* [Consignes]:
a. D'après le texte sur l'industrie du bonheur, à quelle date et chez quel éditeur l'ouvrage d'Éva Illouz et Edgar Cabanas est-il paru ?
b. Poursuivez le texte sur l'industrie du bonheur après sa dernière phrase.

* [Source]:
__________

« Votre meilleur ami, c’est vous ! » Qui n’a pas déjà entendu cette petite phrase bien connue des coach et adeptes des feelgood thérapies ? Qualité de vie, bien-être à l’école, au travail et bienveillance sont désormais des indicateurs – et des termes – dont tiennent compte aussi bien les pouvoirs publics que le système éducatif et évidemment les professionnels du management.
Cette exhortation à être heureux se décline d’ailleurs dans nos modes de vie : faire du sport, mieux manger, méditer, se relaxer, trier ses déchets, acheter bio et équitable, prendre soin de soi, écouter ses envies, être inspiré, analyser ses émotions…
Or, « le bonheur est-il cet objectif suprême que nous devrions tous nous efforcer d’atteindre ? » s’interrogent les chercheurs Éva Illouz et Edgar Cabanas dans leur ouvrage « Happycratie. Comment l’industrie du bonheur a pris le contrôle de nos vies », paru le 23 août aux éditions Premier Parallèle. Ils dissèquent ce phénomène de société devenu une véritable tyrannie et surtout une industrie juteuse. Extraits issus de l’introduction et de la conclusion.

__________

(Entrées de points étiquetés)

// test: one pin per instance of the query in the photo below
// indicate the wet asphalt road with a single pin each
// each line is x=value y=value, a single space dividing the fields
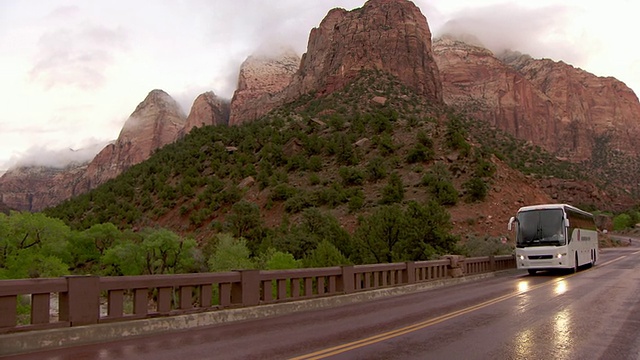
x=594 y=314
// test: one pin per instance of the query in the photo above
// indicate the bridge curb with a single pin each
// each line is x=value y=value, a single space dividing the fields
x=25 y=342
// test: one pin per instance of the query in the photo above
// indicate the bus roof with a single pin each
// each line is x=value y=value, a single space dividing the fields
x=552 y=206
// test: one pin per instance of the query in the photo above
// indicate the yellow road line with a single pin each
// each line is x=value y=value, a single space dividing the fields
x=321 y=354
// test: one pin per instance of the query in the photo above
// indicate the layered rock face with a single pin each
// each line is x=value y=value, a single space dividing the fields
x=207 y=109
x=156 y=122
x=35 y=188
x=388 y=35
x=589 y=109
x=564 y=110
x=260 y=78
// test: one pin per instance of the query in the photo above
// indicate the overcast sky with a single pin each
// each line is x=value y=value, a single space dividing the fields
x=72 y=71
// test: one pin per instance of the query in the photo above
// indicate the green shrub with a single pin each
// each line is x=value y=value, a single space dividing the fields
x=393 y=192
x=476 y=188
x=351 y=176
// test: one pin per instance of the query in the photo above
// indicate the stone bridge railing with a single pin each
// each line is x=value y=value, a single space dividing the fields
x=35 y=304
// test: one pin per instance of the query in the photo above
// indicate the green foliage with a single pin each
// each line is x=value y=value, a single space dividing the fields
x=351 y=176
x=282 y=261
x=356 y=201
x=33 y=245
x=244 y=220
x=282 y=192
x=393 y=192
x=325 y=255
x=420 y=153
x=476 y=188
x=384 y=144
x=392 y=234
x=438 y=182
x=376 y=169
x=456 y=136
x=622 y=221
x=160 y=251
x=230 y=254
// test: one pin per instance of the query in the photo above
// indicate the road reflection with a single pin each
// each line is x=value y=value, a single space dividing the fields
x=562 y=334
x=561 y=287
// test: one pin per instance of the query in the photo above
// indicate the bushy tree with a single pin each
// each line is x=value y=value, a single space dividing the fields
x=393 y=192
x=230 y=254
x=159 y=251
x=33 y=245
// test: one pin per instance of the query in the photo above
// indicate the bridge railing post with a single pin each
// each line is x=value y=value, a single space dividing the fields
x=80 y=305
x=247 y=292
x=409 y=276
x=348 y=279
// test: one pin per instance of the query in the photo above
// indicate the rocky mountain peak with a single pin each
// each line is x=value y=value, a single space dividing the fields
x=388 y=35
x=207 y=109
x=563 y=109
x=261 y=76
x=156 y=122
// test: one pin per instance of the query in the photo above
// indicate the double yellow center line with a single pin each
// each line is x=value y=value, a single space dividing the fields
x=421 y=325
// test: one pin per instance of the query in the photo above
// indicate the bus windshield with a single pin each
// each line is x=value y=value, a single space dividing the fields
x=541 y=227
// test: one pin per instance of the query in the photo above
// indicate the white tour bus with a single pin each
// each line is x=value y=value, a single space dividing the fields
x=554 y=236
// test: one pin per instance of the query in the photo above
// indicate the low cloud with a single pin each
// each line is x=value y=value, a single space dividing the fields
x=75 y=54
x=539 y=32
x=57 y=158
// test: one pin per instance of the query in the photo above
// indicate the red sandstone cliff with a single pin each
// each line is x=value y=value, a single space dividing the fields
x=388 y=35
x=157 y=121
x=554 y=105
x=35 y=188
x=260 y=78
x=207 y=109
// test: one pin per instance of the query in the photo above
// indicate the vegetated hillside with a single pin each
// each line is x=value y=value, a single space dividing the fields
x=372 y=144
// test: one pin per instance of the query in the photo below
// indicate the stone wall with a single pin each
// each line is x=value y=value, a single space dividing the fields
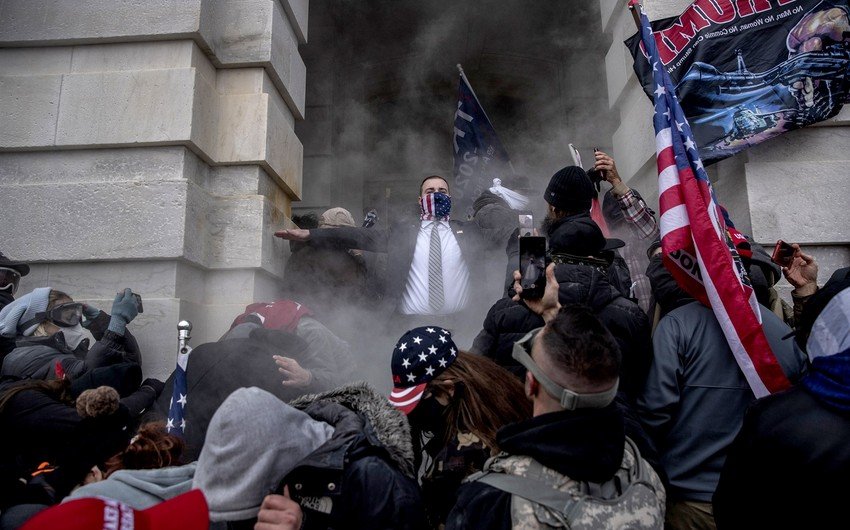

__________

* [Réponses]:
a. Le 23 août, aux éditions Premier Parallèle.

b.
Ces dernières années, de nombreux écrits ont été consacrés à la question du bonheur, sous un angle critique, que ce soit par des sociologues, des philosophes, des anthropologues, des psychologues, des journalistes ou des historiens. Parmi les plus notables – et qui ont inspiré ces pages –, on pourra citer les travaux de Barbara Ehrenreich et Barbara Held consacrés à la tyrannie de la pensée positive, les analyses de Sam Binkley et William Davies des rapports entre bonheur et marché, ainsi que les réflexions de Carl Cederström et André Spicer sur l’idéologie du bien-être.
Si le présent ouvrage apporte une contribution à l’actuel débat, très vivace, sur le bonheur, c’est en vertu de sa perspective sociologique critique. Nous nous sommes appuyés ici sur les travaux que nous avons précédemment menés – des travaux consacrés aux émotions, au néolibéralisme et à la culture thérapeutique –, en creusant certaines idées déjà exposées ailleurs et en en introduisant de nouvelles, notamment quant aux rapports entre la poursuite du bonheur et les modalités d’exercice du pouvoir dans les sociétés capitalistes néolibérales.
Le terme « happycratie », que nous avons forgé, souligne la visée principale de ce livre, qui s’attache avant tout à montrer comment, à l’ère du bonheur, sont apparus, de concert avec une nouvelle notion de la citoyenneté, de nouvelles stratégies coercitives, de nouvelles décisions politiques, de nouveaux styles de management, de nouvelles obsessions individuelles et hiérarchies émotionnelles.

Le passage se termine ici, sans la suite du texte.